## begin Record excerpts

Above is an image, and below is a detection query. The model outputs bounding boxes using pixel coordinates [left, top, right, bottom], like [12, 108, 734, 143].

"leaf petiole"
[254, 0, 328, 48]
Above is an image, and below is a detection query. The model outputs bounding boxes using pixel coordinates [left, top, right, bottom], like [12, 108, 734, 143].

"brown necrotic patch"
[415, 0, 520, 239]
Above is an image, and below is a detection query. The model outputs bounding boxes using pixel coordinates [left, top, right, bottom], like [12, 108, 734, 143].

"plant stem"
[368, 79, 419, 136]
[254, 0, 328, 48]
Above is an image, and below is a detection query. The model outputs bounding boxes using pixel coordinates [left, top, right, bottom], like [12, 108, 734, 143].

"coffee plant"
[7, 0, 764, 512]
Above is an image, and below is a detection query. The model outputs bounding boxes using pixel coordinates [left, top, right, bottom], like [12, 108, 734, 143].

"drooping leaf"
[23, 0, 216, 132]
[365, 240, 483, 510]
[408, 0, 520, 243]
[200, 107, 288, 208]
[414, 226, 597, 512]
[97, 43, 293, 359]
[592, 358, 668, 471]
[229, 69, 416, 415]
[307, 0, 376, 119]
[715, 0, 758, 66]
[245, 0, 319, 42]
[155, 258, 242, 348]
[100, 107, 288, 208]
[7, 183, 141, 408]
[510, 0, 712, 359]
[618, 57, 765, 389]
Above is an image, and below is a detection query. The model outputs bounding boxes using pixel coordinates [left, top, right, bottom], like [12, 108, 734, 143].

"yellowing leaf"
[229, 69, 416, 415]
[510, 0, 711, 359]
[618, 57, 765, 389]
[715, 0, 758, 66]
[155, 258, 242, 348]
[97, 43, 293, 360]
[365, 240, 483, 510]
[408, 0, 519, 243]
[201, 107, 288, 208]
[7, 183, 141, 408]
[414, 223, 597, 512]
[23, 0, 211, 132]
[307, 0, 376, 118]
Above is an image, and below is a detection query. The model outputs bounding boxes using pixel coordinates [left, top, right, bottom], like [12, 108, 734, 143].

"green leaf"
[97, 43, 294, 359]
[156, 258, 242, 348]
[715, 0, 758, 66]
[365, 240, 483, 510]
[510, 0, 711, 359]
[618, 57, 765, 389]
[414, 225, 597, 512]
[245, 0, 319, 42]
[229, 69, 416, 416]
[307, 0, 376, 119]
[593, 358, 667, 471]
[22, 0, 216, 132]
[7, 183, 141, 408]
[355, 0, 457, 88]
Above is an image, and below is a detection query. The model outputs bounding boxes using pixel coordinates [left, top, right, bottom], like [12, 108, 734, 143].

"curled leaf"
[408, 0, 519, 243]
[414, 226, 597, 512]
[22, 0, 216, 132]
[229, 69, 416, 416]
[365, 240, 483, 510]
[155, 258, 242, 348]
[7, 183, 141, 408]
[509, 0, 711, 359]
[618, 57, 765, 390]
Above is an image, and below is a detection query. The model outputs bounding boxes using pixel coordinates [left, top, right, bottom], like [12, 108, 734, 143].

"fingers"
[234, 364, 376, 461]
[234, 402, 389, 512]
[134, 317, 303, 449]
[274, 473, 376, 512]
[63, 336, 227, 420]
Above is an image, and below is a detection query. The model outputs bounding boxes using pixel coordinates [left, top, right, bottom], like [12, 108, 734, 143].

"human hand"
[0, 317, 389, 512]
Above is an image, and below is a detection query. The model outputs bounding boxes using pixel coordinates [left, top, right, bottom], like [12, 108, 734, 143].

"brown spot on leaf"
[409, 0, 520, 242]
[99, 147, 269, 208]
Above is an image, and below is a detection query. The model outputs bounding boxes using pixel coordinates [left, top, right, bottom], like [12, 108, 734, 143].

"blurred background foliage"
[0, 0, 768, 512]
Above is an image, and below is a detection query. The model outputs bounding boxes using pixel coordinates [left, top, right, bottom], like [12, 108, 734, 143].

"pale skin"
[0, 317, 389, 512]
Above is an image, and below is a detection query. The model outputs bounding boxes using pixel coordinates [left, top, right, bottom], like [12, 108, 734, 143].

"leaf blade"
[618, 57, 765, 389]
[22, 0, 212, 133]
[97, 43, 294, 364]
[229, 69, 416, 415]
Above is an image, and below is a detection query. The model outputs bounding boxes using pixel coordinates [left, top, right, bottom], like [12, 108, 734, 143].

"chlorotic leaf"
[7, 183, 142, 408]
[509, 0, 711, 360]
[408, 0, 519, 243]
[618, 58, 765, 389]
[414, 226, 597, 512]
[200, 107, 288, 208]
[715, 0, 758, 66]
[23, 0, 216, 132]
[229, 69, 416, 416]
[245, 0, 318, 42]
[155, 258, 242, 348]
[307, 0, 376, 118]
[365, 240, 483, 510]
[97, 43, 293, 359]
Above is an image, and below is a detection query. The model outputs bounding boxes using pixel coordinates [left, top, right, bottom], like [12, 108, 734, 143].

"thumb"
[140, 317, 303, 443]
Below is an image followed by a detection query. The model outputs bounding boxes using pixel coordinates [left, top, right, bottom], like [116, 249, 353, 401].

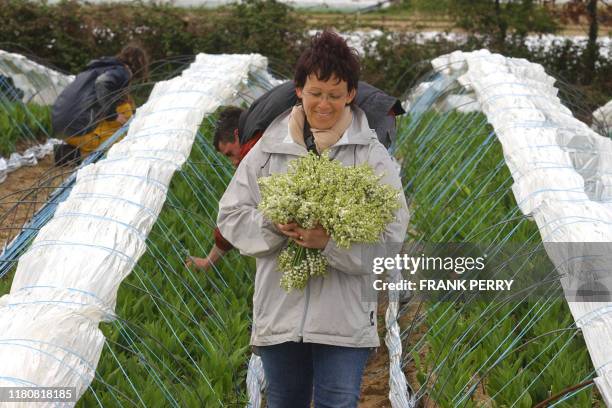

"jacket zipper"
[298, 282, 310, 343]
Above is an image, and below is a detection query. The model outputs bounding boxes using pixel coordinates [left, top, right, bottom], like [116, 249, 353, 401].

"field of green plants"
[398, 112, 604, 407]
[0, 99, 51, 157]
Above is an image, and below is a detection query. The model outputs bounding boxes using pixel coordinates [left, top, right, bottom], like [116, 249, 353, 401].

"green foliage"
[398, 111, 598, 408]
[0, 100, 51, 157]
[78, 117, 254, 407]
[0, 0, 305, 73]
[449, 0, 557, 48]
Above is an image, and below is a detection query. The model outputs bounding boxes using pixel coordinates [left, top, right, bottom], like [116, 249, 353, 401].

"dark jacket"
[238, 81, 405, 148]
[51, 57, 131, 138]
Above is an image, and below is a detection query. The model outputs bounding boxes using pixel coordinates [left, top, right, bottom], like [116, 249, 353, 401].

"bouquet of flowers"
[258, 153, 400, 291]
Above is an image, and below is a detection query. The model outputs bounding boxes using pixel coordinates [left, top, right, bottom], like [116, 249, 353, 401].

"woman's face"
[295, 74, 355, 129]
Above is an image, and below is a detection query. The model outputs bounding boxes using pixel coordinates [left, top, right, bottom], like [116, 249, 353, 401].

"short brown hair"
[294, 30, 360, 92]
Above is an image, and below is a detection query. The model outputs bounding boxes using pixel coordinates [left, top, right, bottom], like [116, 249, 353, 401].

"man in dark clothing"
[187, 81, 405, 269]
[51, 45, 148, 164]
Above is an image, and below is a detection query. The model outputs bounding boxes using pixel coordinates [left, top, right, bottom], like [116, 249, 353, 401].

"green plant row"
[398, 111, 603, 408]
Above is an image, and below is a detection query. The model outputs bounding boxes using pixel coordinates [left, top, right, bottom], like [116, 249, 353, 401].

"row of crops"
[0, 98, 52, 157]
[78, 118, 254, 407]
[398, 111, 604, 407]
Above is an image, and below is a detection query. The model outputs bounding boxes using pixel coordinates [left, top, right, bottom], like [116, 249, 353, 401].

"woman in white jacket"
[217, 31, 408, 408]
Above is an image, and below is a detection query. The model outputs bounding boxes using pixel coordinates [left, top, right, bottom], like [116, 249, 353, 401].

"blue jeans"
[257, 342, 371, 408]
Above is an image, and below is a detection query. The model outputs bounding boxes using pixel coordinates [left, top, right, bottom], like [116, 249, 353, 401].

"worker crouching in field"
[51, 45, 149, 165]
[187, 81, 405, 269]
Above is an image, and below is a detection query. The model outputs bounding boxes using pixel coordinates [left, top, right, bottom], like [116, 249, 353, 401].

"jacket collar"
[260, 106, 376, 156]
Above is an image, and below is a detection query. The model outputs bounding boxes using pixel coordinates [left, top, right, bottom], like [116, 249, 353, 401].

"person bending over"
[51, 45, 149, 165]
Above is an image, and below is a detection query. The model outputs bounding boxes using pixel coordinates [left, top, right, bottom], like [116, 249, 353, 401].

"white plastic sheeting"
[0, 139, 62, 183]
[432, 50, 612, 406]
[0, 54, 267, 407]
[0, 50, 74, 105]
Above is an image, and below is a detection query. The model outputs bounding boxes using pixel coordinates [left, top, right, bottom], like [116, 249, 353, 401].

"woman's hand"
[276, 222, 329, 249]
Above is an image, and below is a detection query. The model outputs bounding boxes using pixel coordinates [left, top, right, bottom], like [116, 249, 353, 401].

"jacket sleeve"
[95, 67, 130, 120]
[323, 143, 410, 275]
[217, 145, 287, 257]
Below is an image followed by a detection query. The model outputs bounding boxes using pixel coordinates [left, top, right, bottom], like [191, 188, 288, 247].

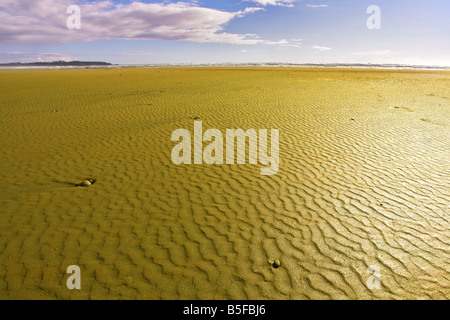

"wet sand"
[0, 68, 450, 299]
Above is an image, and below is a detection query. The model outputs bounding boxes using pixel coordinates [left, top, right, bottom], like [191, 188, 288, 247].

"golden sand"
[0, 68, 450, 299]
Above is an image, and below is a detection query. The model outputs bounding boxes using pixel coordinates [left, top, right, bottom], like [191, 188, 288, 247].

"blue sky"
[0, 0, 450, 66]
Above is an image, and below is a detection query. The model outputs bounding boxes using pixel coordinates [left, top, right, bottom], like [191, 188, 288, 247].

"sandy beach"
[0, 67, 450, 299]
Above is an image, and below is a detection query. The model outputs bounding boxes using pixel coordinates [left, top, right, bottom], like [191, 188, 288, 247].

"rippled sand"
[0, 68, 450, 299]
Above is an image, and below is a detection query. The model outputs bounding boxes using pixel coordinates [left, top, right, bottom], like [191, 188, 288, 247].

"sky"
[0, 0, 450, 66]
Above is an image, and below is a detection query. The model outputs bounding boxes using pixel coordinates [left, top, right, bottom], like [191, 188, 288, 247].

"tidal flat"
[0, 67, 450, 300]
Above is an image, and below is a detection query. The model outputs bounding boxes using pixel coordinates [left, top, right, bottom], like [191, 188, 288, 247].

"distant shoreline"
[0, 61, 450, 71]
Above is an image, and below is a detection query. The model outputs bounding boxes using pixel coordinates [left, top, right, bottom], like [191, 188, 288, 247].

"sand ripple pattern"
[0, 68, 450, 299]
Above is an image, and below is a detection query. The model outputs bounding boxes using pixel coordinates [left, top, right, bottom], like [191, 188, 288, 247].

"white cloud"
[0, 0, 264, 44]
[0, 51, 77, 63]
[350, 50, 396, 57]
[312, 46, 331, 51]
[245, 0, 297, 7]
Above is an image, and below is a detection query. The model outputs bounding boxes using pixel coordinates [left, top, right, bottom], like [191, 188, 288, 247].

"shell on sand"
[81, 180, 92, 187]
[75, 179, 96, 187]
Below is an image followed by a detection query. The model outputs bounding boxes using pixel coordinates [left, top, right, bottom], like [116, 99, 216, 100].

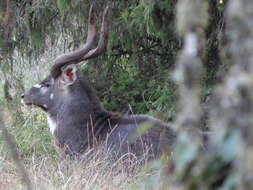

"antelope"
[21, 6, 175, 157]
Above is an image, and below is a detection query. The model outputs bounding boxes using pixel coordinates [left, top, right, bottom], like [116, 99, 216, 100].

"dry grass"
[0, 143, 168, 190]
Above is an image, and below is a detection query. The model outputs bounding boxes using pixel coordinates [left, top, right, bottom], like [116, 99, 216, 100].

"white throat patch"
[47, 114, 57, 135]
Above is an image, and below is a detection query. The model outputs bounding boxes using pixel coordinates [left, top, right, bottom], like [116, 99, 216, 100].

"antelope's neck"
[47, 114, 57, 135]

## end Record excerpts

**Task prompt:**
Reproduce the material verbatim from its first line through the line that contains "[415, 0, 520, 239]", including both of those lines.

**Answer for the task:**
Above is an image, and below is a detection query. The model outputs bounding boxes using pixel coordinates [left, top, right, bottom], like [12, 108, 734, 143].

"leaf petiole"
[254, 0, 328, 48]
Above is an image, and below is a detection query. The model outputs bounding boxes using pixel coordinates [left, top, right, bottom], like [12, 108, 734, 143].

"brown necrotic patch"
[415, 0, 520, 239]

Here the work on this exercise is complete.